[GIVEN PROBLEM]
Rewrite all the rows below, putting "central point" wherever "innermost point" appears and leaving everything else unchanged.

BEGIN DATA FOR THIS EXERCISE

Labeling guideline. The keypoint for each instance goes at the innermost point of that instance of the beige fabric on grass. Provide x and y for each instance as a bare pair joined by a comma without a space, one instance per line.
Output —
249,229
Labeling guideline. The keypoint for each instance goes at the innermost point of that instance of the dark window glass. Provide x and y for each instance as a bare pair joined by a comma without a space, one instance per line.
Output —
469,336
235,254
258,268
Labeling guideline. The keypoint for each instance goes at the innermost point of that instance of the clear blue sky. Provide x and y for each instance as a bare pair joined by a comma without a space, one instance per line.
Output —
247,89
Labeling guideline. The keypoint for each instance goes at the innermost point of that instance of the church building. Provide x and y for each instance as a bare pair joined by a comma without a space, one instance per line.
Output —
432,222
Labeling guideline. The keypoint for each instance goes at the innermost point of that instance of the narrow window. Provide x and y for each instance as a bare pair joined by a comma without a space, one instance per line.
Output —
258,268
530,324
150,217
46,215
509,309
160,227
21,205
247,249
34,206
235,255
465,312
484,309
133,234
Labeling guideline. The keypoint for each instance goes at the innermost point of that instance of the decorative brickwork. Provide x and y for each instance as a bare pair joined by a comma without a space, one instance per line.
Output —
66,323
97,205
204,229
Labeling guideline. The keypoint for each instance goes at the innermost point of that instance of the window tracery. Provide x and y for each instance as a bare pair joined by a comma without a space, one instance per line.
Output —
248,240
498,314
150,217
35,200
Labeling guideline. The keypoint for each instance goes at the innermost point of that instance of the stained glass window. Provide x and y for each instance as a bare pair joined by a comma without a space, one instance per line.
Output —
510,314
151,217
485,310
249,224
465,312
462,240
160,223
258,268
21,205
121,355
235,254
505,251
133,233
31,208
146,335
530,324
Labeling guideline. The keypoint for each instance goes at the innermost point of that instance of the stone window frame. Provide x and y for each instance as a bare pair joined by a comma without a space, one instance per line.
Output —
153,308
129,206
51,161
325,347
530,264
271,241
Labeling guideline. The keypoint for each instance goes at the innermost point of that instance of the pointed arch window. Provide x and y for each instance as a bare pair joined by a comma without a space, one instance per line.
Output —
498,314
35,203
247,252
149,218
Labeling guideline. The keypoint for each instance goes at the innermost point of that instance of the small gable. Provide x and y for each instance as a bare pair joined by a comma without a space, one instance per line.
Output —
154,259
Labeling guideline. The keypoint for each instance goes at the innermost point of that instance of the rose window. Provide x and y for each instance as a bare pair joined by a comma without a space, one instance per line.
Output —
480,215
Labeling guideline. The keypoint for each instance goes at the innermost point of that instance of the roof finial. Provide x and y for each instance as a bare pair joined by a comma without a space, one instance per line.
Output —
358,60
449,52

END DATA FOR THIS EXERCISE

[FULL OUTPUT]
Labeling guideline. The keypoint for each instance goes at the central point of that instance of the beige fabric on grass. Provide x and y for each instance as a bare pair joined by a comma without a space, one instance per line.
Output —
249,229
Labeling guideline. The keypoint for each instance goes at the central point of that instance of the dark window glass. Provide x and y for each instance as a bare pair joined by a comma without a space, one instance per line.
Output —
469,336
235,254
258,268
Labeling guideline. The keypoint for each instance goes at the central point of that instance of the clear blue sky. Provide x and y for each instance as a bare pair joined by a comma without a space, one instance per line.
Output —
247,89
Labeling guideline. The keypoint for each instance goes at the central point of that instance of the church building. Provide x and y for each instance as a bare pair joined by a comma without a space, one instance per line.
Output —
432,222
Labeling guideline. The keypoint for each instance goes at the central point of that instance of the narrow window. Provide x and y for each instance as a bare pair joined by a comma without a space, one instance per line.
Output —
258,268
530,324
150,217
46,215
509,309
160,227
21,205
247,249
34,206
235,255
465,312
484,309
133,234
Labeling guideline. The keypoint for each instance goes at the central point of that instance of the decorative brickwork. Provide x and y for each instance as a bare pair joined by a comma without a space, one instance per line.
Output —
66,323
97,205
204,229
Labeling guideline. The keypoint for each instance goes at the central point of that instance of the window tracery. Provide x and y for each instance as a bare pair joined by a comma without a space, one instance per line.
Output —
248,240
498,314
150,217
35,200
Labeling guideline. The keypoint for each instance goes at the central point of that instance of the stained glass window. Provide x and y for each instance as a bare pair joined by a comma without a space, one instance per line.
Output —
510,314
151,217
485,310
249,224
465,312
462,240
160,223
258,268
21,205
121,355
235,254
505,251
133,233
31,208
146,335
530,324
Labeling guideline. The keypoint for each instance goes at the central point of that instance of the stone window frame. Provide x and y for each instance as a bare pair joined by a comma without a space, one instance per line.
Output —
153,308
129,206
51,161
325,347
530,264
271,241
Labeling guideline. The keypoint for each instance goes at the central point of that instance of the pointed arch window. Provide x and y for each instance as a bare pair joined by a comma without a space, one instance per line.
Output —
498,314
35,203
247,252
149,218
Labeling guideline. The keypoint for each instance goes at the central point of that instance of the small gable. Provide x and y for each instance as a bare pair joined by a comma without a space, one instance per line.
Output —
154,259
Labeling guideline. The keypoint for each instance goes at the central point of that instance of the rose window. Provide x and y for each instance as a bare pair joined by a comma without a space, one instance per line.
Output —
480,215
Labeling guideline. The keypoint for each instance goes at the central point of that instance of the roof finial. Provide x and y for each instance as a bare pair joined by a comma without a space, one instance per line.
Output —
358,60
449,52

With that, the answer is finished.